• _EXCERPTED PASSAGE_
⟨

# My memory is fine!



## Bill.K (Mar 28, 2012)

Three old ladies were discussing the trials and tribulations of getting older.

One said, "Sometimes I catch myself with a jar of mayonnaise in my hand while standing in front of the refrigerator, and I can't remember whether I need to put it away or start making a sandwich."

The second lady chimed in with, "Yes, sometimes I find myself on the landing of the stairs and can't remember whether I was on my way up or on my way down."

The third one responded, "Well, ladies, I'm glad I don't have that problem, knock on wood," as she rapped her knuckles on the table and then said, "That must be the door, I'll get it!"


----------



## SeaBreeze (Mar 28, 2012)

"Double" the funny! layful:


----------



## Elzee (Nov 15, 2012)

lol - OK, I'll add another memory or lack of memory joke...

⟩

• _TO DO_
• a. Answer these from the memory-joke thread:
(i) What is the first lady holding while she stands in front of the refrigerator?
(ii) What does the third lady rap her knuckles on?
(iii) On what date did Elzee post?
• b. Extend the memory-joke forum thread past its final post, supplying the joke that Elzee promises.

• _RECORD LIST_
⟨

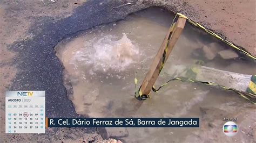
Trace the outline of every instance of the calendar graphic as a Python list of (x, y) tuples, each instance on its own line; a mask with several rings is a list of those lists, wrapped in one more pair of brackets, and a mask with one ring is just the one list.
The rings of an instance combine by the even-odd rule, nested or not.
[(45, 133), (45, 91), (5, 93), (5, 133)]

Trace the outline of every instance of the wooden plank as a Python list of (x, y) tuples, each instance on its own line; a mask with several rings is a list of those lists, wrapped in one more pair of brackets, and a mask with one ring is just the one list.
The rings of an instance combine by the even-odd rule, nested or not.
[[(168, 57), (173, 48), (176, 41), (181, 33), (186, 23), (186, 19), (185, 18), (180, 17), (178, 17), (178, 20), (173, 27), (171, 37), (169, 40), (168, 50), (166, 53), (166, 56), (164, 60), (165, 62), (168, 59)], [(161, 63), (163, 60), (163, 55), (165, 47), (167, 46), (168, 38), (171, 30), (172, 26), (171, 26), (167, 34), (165, 36), (165, 38), (161, 45), (161, 47), (150, 66), (150, 70), (147, 72), (142, 82), (141, 91), (143, 95), (149, 95), (150, 94), (157, 77), (158, 77), (158, 75), (160, 72)]]

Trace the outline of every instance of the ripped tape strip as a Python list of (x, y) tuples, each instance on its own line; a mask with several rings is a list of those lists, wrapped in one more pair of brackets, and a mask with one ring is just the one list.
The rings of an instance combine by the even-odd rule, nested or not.
[[(137, 79), (136, 79), (137, 80)], [(249, 93), (249, 92), (242, 92), (241, 91), (239, 91), (238, 90), (236, 90), (235, 89), (232, 88), (228, 88), (226, 87), (223, 85), (221, 85), (213, 82), (204, 82), (204, 81), (198, 81), (196, 80), (192, 80), (189, 78), (187, 77), (176, 77), (173, 78), (171, 78), (171, 80), (169, 80), (167, 82), (166, 82), (165, 83), (162, 84), (161, 86), (160, 86), (158, 88), (156, 89), (154, 87), (153, 87), (152, 88), (152, 90), (155, 92), (157, 92), (161, 88), (163, 87), (165, 87), (166, 85), (168, 83), (169, 83), (171, 81), (180, 81), (182, 82), (193, 82), (193, 83), (203, 83), (205, 85), (212, 85), (212, 86), (215, 86), (218, 87), (220, 87), (221, 88), (223, 88), (225, 90), (230, 90), (235, 92), (235, 93), (238, 94), (240, 96), (241, 96), (242, 97), (245, 98), (246, 99), (249, 101), (254, 105), (256, 105), (256, 95)], [(137, 82), (136, 83), (137, 84)], [(140, 90), (139, 90), (139, 91)], [(139, 93), (137, 93), (139, 94)], [(149, 95), (143, 95), (141, 96), (141, 98), (139, 99), (140, 100), (145, 100), (146, 98), (149, 97)]]
[[(252, 55), (251, 55), (248, 52), (245, 51), (243, 49), (241, 49), (241, 48), (240, 48), (238, 47), (237, 46), (233, 44), (231, 42), (230, 42), (230, 41), (228, 41), (226, 40), (223, 39), (221, 37), (220, 37), (220, 36), (219, 36), (217, 34), (214, 33), (213, 32), (212, 32), (212, 31), (211, 31), (209, 30), (207, 30), (207, 28), (205, 28), (204, 26), (203, 26), (202, 25), (201, 25), (199, 23), (196, 23), (196, 22), (194, 22), (193, 20), (189, 19), (186, 16), (183, 15), (183, 14), (178, 13), (175, 16), (175, 17), (173, 19), (173, 23), (172, 23), (172, 24), (171, 26), (172, 28), (171, 28), (171, 32), (169, 33), (167, 41), (166, 47), (165, 47), (165, 51), (164, 51), (164, 54), (163, 54), (163, 55), (161, 63), (161, 66), (160, 66), (160, 72), (159, 72), (159, 74), (160, 74), (160, 73), (161, 72), (161, 70), (163, 69), (163, 68), (164, 67), (165, 61), (166, 53), (166, 52), (168, 50), (168, 45), (169, 45), (169, 40), (171, 37), (172, 32), (173, 32), (172, 31), (173, 30), (173, 27), (174, 27), (174, 26), (176, 24), (176, 23), (178, 20), (178, 17), (183, 17), (183, 18), (186, 18), (187, 20), (189, 23), (190, 23), (191, 24), (193, 25), (194, 26), (195, 26), (197, 27), (199, 27), (199, 28), (203, 30), (204, 31), (205, 31), (206, 32), (214, 36), (217, 38), (220, 39), (222, 41), (223, 41), (225, 43), (228, 44), (228, 45), (230, 45), (232, 47), (233, 47), (233, 48), (235, 48), (237, 50), (239, 50), (240, 51), (241, 51), (243, 53), (244, 53), (245, 55), (248, 56), (250, 58), (251, 58), (254, 60), (256, 60), (256, 58), (254, 57), (254, 56), (253, 56)], [(197, 81), (190, 80), (190, 78), (186, 78), (186, 77), (180, 77), (180, 78), (177, 77), (177, 78), (172, 78), (172, 79), (170, 80), (168, 82), (167, 82), (166, 83), (162, 84), (162, 85), (160, 86), (159, 88), (158, 88), (158, 89), (157, 90), (153, 86), (152, 88), (152, 90), (154, 92), (157, 92), (162, 87), (163, 87), (165, 86), (166, 85), (167, 85), (167, 83), (169, 82), (172, 81), (174, 81), (174, 80), (179, 80), (179, 81), (184, 81), (184, 82), (185, 82), (185, 81), (190, 81), (190, 82), (195, 82), (195, 83), (204, 83), (204, 84), (206, 84), (206, 85), (218, 86), (218, 87), (221, 87), (221, 88), (222, 88), (223, 89), (226, 89), (226, 90), (234, 91), (235, 92), (236, 92), (236, 93), (238, 94), (239, 95), (240, 95), (241, 97), (242, 97), (250, 101), (251, 102), (253, 103), (253, 104), (256, 104), (256, 103), (255, 103), (255, 102), (256, 102), (255, 101), (256, 101), (255, 97), (256, 97), (256, 96), (255, 96), (255, 94), (252, 94), (252, 93), (255, 93), (255, 91), (256, 90), (255, 89), (255, 88), (255, 88), (255, 83), (256, 83), (255, 82), (253, 82), (252, 83), (252, 82), (250, 82), (250, 84), (249, 85), (249, 87), (250, 87), (251, 88), (250, 88), (250, 89), (248, 89), (248, 90), (251, 90), (252, 89), (253, 91), (245, 92), (242, 92), (242, 91), (237, 90), (236, 89), (233, 89), (233, 88), (228, 88), (228, 87), (226, 87), (225, 86), (223, 86), (223, 85), (219, 85), (219, 84), (215, 84), (215, 83), (212, 83), (212, 82), (203, 82), (203, 81)], [(136, 77), (135, 77), (134, 78), (134, 82), (135, 82), (136, 89), (136, 85), (137, 85), (137, 82), (138, 82), (138, 80), (136, 78)], [(143, 95), (142, 91), (141, 91), (141, 88), (142, 88), (142, 86), (140, 85), (140, 88), (139, 88), (139, 90), (135, 92), (134, 96), (137, 99), (138, 99), (139, 100), (145, 100), (146, 98), (149, 97), (149, 95), (150, 94), (150, 93), (149, 95)]]
[(256, 94), (256, 75), (253, 75), (251, 77), (246, 92), (253, 94)]
[(191, 20), (191, 19), (187, 18), (186, 16), (183, 15), (183, 14), (181, 13), (178, 13), (177, 14), (177, 15), (178, 15), (179, 16), (181, 17), (183, 17), (183, 18), (185, 18), (187, 19), (187, 22), (188, 22), (190, 23), (191, 23), (191, 24), (192, 24), (193, 25), (200, 28), (200, 29), (202, 29), (203, 30), (204, 30), (204, 31), (206, 32), (207, 33), (210, 34), (211, 35), (216, 37), (217, 38), (220, 39), (220, 40), (221, 40), (222, 41), (224, 42), (225, 43), (227, 44), (227, 45), (230, 45), (230, 46), (231, 46), (232, 47), (235, 48), (235, 49), (237, 50), (239, 50), (239, 51), (240, 52), (242, 52), (244, 54), (245, 54), (245, 55), (248, 56), (250, 58), (252, 58), (254, 60), (256, 60), (256, 57), (254, 56), (253, 55), (252, 55), (251, 54), (250, 54), (249, 52), (246, 51), (245, 49), (242, 49), (242, 48), (239, 48), (238, 47), (237, 47), (237, 46), (235, 46), (234, 44), (231, 43), (231, 42), (228, 41), (228, 40), (225, 40), (223, 38), (222, 38), (221, 37), (220, 37), (219, 35), (217, 35), (217, 34), (214, 33), (213, 32), (212, 32), (212, 31), (211, 30), (209, 30), (207, 28), (206, 28), (205, 27), (204, 27), (204, 26), (203, 26), (202, 25), (201, 25), (200, 24), (197, 23), (197, 22), (195, 22), (194, 21)]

⟩

• _EXPECTED ANSWERS_
• a.
(i) A jar of mayonnaise.
(ii) The table.
(iii) Nov 15, 2012.

• b.
A few old couples used to get together to talk about life and to have a  good time. At one of the get togethers, one of the men, Harry, started talking about this  fantastic restaurant he went to the other night with his wife. 

“Really?”, one of the men said, what’s it called? After thinking for a  few seconds, Harry said, “what are those good smelling flowers called  again?” 

“Do you mean a rose? the first man questioned. 

“Yes that’s it,”  he exclaimed. Looking over at his wife he said, “Rose, what’s that  restaurant we went to the other night?”


----------



## SeaBreeze (Nov 15, 2012)

LOL, oldie but goodie Elzee!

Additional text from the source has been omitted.